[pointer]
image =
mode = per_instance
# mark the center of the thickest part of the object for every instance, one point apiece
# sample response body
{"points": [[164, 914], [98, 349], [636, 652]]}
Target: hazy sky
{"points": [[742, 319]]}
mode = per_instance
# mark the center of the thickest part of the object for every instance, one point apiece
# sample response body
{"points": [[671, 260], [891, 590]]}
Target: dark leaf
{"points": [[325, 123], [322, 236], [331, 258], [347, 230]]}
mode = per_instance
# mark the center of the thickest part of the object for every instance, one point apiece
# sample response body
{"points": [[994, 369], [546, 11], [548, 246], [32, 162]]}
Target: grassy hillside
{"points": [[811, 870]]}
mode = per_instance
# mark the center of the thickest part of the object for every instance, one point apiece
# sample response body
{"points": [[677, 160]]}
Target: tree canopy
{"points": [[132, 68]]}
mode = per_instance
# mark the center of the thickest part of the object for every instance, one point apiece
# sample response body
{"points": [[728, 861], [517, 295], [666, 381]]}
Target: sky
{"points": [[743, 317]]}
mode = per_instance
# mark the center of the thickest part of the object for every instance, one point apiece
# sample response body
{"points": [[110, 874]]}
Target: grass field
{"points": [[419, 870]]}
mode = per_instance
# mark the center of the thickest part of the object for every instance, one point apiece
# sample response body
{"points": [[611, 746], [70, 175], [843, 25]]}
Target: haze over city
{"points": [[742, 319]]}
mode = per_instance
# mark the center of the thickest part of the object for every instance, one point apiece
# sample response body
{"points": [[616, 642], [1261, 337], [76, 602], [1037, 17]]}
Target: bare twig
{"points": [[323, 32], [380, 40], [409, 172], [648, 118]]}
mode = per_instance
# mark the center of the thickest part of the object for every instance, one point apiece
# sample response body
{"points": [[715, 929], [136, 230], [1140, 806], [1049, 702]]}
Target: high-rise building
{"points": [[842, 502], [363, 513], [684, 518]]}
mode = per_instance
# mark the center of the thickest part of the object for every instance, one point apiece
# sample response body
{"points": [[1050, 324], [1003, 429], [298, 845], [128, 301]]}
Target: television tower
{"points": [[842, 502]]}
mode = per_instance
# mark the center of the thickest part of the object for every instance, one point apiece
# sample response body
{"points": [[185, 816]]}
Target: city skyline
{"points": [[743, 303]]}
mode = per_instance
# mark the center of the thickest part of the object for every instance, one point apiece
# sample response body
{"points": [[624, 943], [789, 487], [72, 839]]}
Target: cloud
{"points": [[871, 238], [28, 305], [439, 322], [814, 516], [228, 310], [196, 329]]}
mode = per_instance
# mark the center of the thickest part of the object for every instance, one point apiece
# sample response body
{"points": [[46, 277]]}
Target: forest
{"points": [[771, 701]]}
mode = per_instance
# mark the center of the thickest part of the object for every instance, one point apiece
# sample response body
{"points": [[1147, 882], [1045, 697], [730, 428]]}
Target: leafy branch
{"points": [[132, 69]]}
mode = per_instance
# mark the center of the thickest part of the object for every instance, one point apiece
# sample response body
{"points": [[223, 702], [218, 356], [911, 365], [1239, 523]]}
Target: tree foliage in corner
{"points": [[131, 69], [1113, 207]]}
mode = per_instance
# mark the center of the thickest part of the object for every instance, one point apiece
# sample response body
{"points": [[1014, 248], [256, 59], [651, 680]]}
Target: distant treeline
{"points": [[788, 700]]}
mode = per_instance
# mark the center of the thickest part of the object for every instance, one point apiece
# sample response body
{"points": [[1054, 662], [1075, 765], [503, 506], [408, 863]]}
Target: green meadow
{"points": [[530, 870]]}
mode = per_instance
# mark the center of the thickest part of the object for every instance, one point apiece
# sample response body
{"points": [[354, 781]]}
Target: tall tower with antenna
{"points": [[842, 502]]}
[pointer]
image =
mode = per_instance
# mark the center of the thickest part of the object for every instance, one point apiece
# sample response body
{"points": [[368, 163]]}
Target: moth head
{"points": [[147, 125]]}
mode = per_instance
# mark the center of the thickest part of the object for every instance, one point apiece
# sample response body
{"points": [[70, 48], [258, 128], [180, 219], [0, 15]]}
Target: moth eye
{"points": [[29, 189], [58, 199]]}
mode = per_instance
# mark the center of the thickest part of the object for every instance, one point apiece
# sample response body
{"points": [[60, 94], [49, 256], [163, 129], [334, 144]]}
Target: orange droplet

========================

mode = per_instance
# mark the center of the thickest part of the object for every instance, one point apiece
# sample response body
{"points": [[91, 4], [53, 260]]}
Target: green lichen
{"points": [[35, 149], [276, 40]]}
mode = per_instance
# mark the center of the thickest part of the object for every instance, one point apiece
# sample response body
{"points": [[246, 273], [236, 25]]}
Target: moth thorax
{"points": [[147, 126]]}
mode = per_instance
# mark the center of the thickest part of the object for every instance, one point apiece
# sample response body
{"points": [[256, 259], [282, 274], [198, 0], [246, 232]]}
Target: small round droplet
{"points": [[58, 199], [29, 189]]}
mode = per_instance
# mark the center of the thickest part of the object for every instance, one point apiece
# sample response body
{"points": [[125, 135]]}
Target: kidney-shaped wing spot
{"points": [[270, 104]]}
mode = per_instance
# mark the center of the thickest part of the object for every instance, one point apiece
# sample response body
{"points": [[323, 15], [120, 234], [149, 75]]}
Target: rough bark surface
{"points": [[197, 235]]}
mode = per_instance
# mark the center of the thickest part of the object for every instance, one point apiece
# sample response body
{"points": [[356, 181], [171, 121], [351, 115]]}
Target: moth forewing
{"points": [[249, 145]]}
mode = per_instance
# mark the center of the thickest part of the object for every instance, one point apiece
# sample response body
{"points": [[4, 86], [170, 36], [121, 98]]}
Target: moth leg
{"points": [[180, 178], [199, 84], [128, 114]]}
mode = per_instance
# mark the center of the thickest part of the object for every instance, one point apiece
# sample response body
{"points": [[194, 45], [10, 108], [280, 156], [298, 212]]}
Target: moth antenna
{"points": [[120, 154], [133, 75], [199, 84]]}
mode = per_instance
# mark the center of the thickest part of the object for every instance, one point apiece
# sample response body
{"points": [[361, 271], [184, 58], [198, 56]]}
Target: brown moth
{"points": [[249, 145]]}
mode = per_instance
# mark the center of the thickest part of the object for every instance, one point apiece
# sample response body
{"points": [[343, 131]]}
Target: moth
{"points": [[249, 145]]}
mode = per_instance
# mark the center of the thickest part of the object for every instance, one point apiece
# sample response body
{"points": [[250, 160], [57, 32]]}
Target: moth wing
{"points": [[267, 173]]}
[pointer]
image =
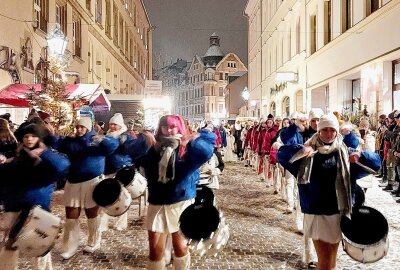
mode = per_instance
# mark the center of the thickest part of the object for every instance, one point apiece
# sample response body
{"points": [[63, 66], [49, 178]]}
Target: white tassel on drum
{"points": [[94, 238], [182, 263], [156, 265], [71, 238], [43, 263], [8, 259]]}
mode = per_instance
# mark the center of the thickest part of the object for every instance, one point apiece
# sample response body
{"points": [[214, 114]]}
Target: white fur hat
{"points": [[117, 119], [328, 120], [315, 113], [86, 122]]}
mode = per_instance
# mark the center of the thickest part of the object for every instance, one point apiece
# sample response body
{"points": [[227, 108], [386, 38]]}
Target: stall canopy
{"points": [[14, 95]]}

========================

▶ Problem requirements
How many lines of the material above contain the string "droplet"? Case counts; give only the number.

▶ Response to the exercise
2